Data taken from a collection
□ □ □ □ □
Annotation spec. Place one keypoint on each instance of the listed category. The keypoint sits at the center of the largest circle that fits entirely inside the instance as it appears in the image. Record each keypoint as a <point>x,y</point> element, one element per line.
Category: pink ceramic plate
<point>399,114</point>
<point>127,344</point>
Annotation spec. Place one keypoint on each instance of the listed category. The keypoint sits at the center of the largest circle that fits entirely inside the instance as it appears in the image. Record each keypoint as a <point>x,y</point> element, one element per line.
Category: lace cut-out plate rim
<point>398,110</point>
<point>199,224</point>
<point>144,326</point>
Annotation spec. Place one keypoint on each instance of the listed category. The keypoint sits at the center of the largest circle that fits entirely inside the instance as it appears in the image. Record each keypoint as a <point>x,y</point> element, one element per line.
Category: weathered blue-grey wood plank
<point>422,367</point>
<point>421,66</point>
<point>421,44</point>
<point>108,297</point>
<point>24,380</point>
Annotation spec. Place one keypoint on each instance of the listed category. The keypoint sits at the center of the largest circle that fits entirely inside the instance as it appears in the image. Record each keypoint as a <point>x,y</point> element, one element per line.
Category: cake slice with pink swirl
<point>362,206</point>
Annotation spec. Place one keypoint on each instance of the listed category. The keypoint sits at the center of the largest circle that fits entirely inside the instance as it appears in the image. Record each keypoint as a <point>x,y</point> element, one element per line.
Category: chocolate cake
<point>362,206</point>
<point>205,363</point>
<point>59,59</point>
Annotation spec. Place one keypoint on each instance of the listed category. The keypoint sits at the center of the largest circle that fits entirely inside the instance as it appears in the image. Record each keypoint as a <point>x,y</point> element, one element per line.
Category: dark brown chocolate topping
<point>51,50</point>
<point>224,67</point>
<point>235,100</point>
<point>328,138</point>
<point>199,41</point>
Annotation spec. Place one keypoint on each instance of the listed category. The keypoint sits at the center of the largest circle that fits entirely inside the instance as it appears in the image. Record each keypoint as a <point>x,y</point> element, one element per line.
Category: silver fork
□ □ □ □ □
Give every line of the listing above as a Markdown table with two columns, Row and Line. Number the rows and leave out any blank lines.

▶ _TASK ANSWER_
| Row | Line |
|---|---|
| 1 | Annotation spec. Place one keypoint on each instance of the listed category. The keypoint sits at the center of the largest circle that fits entirely inside the instance as it appears in the image. Record each keypoint as a <point>x,y</point> element, one element per line. |
| 2 | Category: pink ceramic plate |
| 3 | <point>399,114</point> |
| 4 | <point>127,344</point> |
| 5 | Annotation spec. Place one keypoint on each instance of the listed category. The keypoint sits at the center of the largest circle that fits entirely inside the instance as it appears in the image. Record each keypoint as a <point>x,y</point> element, one element per line. |
| 6 | Category: lace cut-out plate rim |
| 7 | <point>398,110</point> |
| 8 | <point>199,224</point> |
| 9 | <point>144,326</point> |
| 10 | Annotation spec. Place one keypoint on each instance of the listed category. The keypoint sits at the center of the largest circle that fits entirely inside the instance as it appears in the image. Record each keypoint as a <point>x,y</point> element, one element per line. |
| 11 | Category: weathered blue-grey wood plank |
| 12 | <point>422,367</point> |
| 13 | <point>421,66</point> |
| 14 | <point>421,44</point> |
| 15 | <point>108,297</point> |
| 16 | <point>24,380</point> |
| 17 | Annotation spec. Place one keypoint on each instance of the listed category. The keypoint sits at the center of the largest circle that fits entirely inside the instance as it appears in the image. Record each keypoint as a <point>x,y</point> element, one element per line. |
| 18 | Category: cake slice with pink swirl |
| 19 | <point>362,206</point> |
| 20 | Annotation spec. Place one keypoint on each instance of the listed category. The keypoint sits at the center of the largest circle that fits entirely inside the instance as it appears in the image. Record each keypoint as a <point>x,y</point> element, one element per line. |
| 21 | Category: chocolate cake |
| 22 | <point>362,206</point> |
| 23 | <point>205,363</point> |
| 24 | <point>59,59</point> |
| 25 | Annotation spec. Place one keypoint on each instance of the listed category. The keypoint sits at the center of the largest circle that fits entirely inside the instance as it appears in the image. Record each keypoint as a <point>x,y</point> element, one element per line. |
| 26 | Category: dark brown chocolate topping |
| 27 | <point>51,50</point> |
| 28 | <point>224,67</point> |
| 29 | <point>235,100</point> |
| 30 | <point>328,138</point> |
| 31 | <point>199,41</point> |
| 32 | Annotation spec. Place one keypoint on each instance of the listed category. The keypoint sits at the center of the largest circle that fits entirely inside the instance as it appears in the image. Record each keypoint as a <point>x,y</point> element, one element per line. |
| 33 | Category: silver fork |